• PAGE EXTRACT:
☆ ☆ ☆ ☆

9th circuit sends CA AW ban case ( Miller v Bointa ) back down to lower court .

zukiphile said:
A spring gun or trap gun isn't a specific configuration of a firearm, but a method of constructing a trap that involves a firearm.
Now THAT's interesting. I have encountered the term "spring gun," but I can't recall if it was in my state's statutes or when I was compiling a tabulation of anti-gun provisions in municipal zoning ordinances across the state. I assumed the term was a reference to BB guns such as the Daisy Model 25, which uses a spring to power the piston.

https://www.daisy.com/product/model-25-pump-bb-gun/
 

Spats McGee

Administrator
I haven't had time to catch up on all the reading here (or much of anywhere, really...), but zuk may be referring to what I would call a "booby trap."
 

zukiphile

New member
Spats said:
...zuk may be referring to what I would call a "booby trap."

Yes, and involving a firearm.

The idea was that a landowner could rig a door or gate to shoot when someone entered.

Aguila Blanca said:
I assumed the term was a reference to BB guns such as the Daisy Model 25, which uses a spring to power the piston.

I think they were referred to as "spring guns", but it was an 8AM class and a long time ago. To me, a "trap gun" is a wildly expensive shotgun.
 

Metal god

New member
Wow , I just read that brief you all have been discussing. OMG is that really the best argument they have ? The judge asked for there best “5” arguments and they could only come up with one and the “one” is very week as far as I read it .

I really thought there were better arguments, not that I thought of any but figured smarter people then me could . I guess all you saying these CA restrictions are all going away because of Bruen were right . I mean if the trap gun designed to go off at anything or anyone that trips it is there best argument . I don’t see how the 9th circuit will have anything to work with to over rule what this judge is surely about to do .
 

Sharkbite

New member
because it shows a plan to injure someone for a transgression that might not merit deadly force.

Im wondering how a “castle doctrine” would effect this? The presumption is that someone forcefully entering your home means to do you harm. So, someone kicks in my front door in the middle of the night and my booby trap goes off, killing them….

With the presumption that they meant to do me harm….hmmmmm. Just something for the legal eagles to ponder.
 
Spats McGee said:
I haven't had time to catch up on all the reading here (or much of anywhere, really...), but zuk may be referring to what I would call a "booby trap."
Understood. That's why I posted, because when I read the statutes (or ordinances?) that prohibit "spring guns" the notion of booby traps never occurred to me.

Here's an example of where I have encountered the term. This is from a municipal ordinance in my state:

It is unlawful and is prohibited for any person to store, sell, offer or expose for sale at retail or have in possession with intent to sell at retail or with intent to use within the limits of the city any air gun, rifle or pistol, spring gun or pistol or any implement not a firearm which impels with force a pellet of any kind.

☆ ☆ ☆ ☆

• GIVEN REQUEST 1: In the forum thread, what does zukiphile say a "trap gun" means to them?
• GIVEN REQUEST 2: Translate this sentence from the forum thread into Spanish: "The idea was that a landowner could rig a door or gate to shoot when someone entered."
• GIVEN REQUEST 3: Print the passage of the forum thread between "With the presumption" and "of any kind.", inclusive.
The records have no role in this work.

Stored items

☆ ☆ ☆ ☆

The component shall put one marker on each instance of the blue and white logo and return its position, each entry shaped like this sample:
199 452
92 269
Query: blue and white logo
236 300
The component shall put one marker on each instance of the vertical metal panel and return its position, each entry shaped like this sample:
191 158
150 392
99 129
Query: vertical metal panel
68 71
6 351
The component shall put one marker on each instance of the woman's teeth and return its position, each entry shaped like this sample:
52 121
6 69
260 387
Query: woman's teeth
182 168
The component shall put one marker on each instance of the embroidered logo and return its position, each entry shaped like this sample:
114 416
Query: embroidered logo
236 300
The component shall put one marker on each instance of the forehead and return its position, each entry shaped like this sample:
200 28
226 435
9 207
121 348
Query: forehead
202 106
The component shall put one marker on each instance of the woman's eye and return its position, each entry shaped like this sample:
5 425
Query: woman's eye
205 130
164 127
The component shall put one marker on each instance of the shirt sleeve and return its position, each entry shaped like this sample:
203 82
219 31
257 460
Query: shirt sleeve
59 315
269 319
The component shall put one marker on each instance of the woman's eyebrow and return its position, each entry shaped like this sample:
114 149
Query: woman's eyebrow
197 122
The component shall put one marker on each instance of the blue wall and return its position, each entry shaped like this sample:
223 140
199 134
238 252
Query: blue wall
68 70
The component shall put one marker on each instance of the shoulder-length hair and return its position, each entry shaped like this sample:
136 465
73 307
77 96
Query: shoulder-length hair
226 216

☆ ☆ ☆ ☆

• REPLY 1: A wildly expensive shotgun.

• REPLY 2: La idea era que un propietario de tierras pudiera preparar una puerta o un portón para que disparara cuando alguien entrara.

• REPLY 3:
With the presumption that they meant to do me harm….hmmmmm. Just something for the legal eagles to ponder.
 
Spats McGee said:
I haven't had time to catch up on all the reading here (or much of anywhere, really...), but zuk may be referring to what I would call a "booby trap."
Understood. That's why I posted, because when I read the statutes (or ordinances?) that prohibit "spring guns" the notion of booby traps never occurred to me.

Here's an example of where I have encountered the term. This is from a municipal ordinance in my state:

It is unlawful and is prohibited for any person to store, sell, offer or expose for sale at retail or have in possession with intent to sell at retail or with intent to use within the limits of the city any air gun, rifle or pistol, spring gun or pistol or any implement not a firearm which impels with force a pellet of any kind.